=== Extract provided ===
This book in many ways is a journey to the heart
of learning. There is no attempt here to define a method for the
classroom or school. The chapters in are exploratory and open.
Learning, as I have pointed out, is not something that can be
codified. It is not curriculum though this has something to do with
education. Nor is it about information or even wisdom, though these
too are aspects of learning. Learning, or specifically neohumanist
learning, is an attitude, a stance that cannot be easily expressed
and certainly cannot be prescribed. The teacher comes to embody the
process, hence it is always alive and responsive to context.
Neohumanist education is something you come to feel as much as
think.
The
paradox of futures work is that it has much less to do with the
future than the present and the past. Neohumanist futures
involves
working in the present towards desired outcomes that foster
increased levels of meaning, wellbeing and purpose around the world.
In this process we acknowledge our indebtedness to the past in the
form of the rich and diverse cultural traditions we inherit today.
Simultaneously, we must acknowledge the debt we owe to those in the
past whose lives and cultures have suffered because of the actions
of our predecessors. This double debt carries on into the present
where affluence in one part of the world is linked to poverty in
another. Similarly, this debt is projected into the future, as
affluence today is in many ways built on diminished returns in the
future for future generations who will not only inherit the best of
what we do today but also the foreseen and unforeseen results of
current economic, social and environmental activity.
===
-- To-do list --
(A) Answer these questions about the passage on neohumanist learning and futures, marking each answer (i), (ii), (iii) on its own line:
(i) What does the teacher come to embody?
(ii) What is the paradox of futures work?
(iii) In the present, affluence in one part of the world is linked to what in another?
(B) Rewrite the part of the passage on neohumanist learning and futures that opens with the words containing "Neohumanist education is" and closes with "around the world.", changing "meaning" to "significance".
(C) Pick up the passage on neohumanist learning and futures after its last sentence and carry it further.
The lines after this point are not needed for anything here.
=== Data entries ===
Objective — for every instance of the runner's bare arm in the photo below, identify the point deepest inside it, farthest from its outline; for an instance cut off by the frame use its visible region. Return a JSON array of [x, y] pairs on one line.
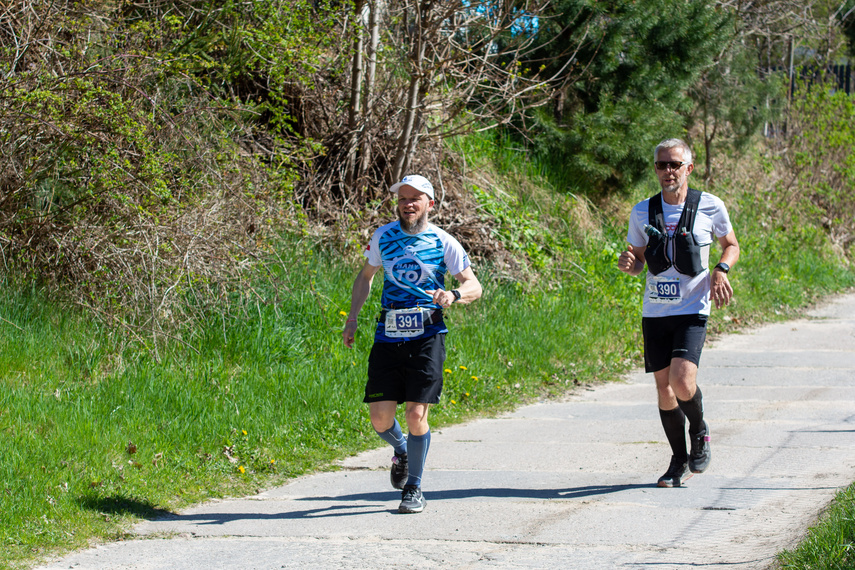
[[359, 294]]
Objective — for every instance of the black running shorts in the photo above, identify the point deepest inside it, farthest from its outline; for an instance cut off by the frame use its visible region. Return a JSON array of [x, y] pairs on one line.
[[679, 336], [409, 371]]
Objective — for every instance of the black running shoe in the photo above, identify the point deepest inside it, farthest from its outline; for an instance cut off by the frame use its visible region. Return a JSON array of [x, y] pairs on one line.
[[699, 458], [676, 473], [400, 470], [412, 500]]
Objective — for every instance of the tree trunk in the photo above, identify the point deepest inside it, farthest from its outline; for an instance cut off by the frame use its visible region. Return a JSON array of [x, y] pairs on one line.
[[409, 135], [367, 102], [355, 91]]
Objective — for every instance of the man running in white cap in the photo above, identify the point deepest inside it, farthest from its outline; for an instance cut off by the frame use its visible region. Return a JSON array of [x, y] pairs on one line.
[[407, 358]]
===
-- Answers to the exercise --
(A)
(i) The process of learning.
(ii) It has much less to do with the future than the present and the past.
(iii) Poverty.

(B)
Neohumanist education is something you come to feel as much as
think.
The
paradox of futures work is that it has much less to do with the
future than the present and the past. Neohumanist futures
involves
working in the present towards desired outcomes that foster
increased levels of significance, wellbeing and purpose around the world.

(C)
So,
when we come to map neohumanist educational futures we must unpack
the traditions that inform the neohumanist educational potentiality
while acknowledging the deeply ethical commitment it has to a
fulfilment of our debt to the hidden temporal economics described
above. Indebtedness, which brings gratitude not guilt, is a
necessary condition for a deepened sense of connection and
responsibility towards all generations, past, present and future, as
well as to the cultures and environments (both human and natural)
that have, do or will sustain them.
It is
hard for modern western consciousness, permeated by a belief in
individuality and personal agency and autonomy, to feel comfortable
with this concept of indebtedness; the owing of an impersonal debt.
Yet this awareness has many useful ethical dimensions. Firstly, it
humbles those who feel ‘above’ or ‘outside’ of the social,
historical and environmental contexts of their humanity. Secondly,
it also underscores the relationship with past, present and future;
bringing with it a sense of responsibility and the need for ethical
and sustainable action at all times. Thirdly, it carries with it a
spiritual imperative linked to a sense of belonging to a ‘story’ or
‘body’ of humanity by virtue of blood spilt, tears shed, and hope
unfulfilled; this is what might be called belonging by virtue of
the debt that cannot be repaid.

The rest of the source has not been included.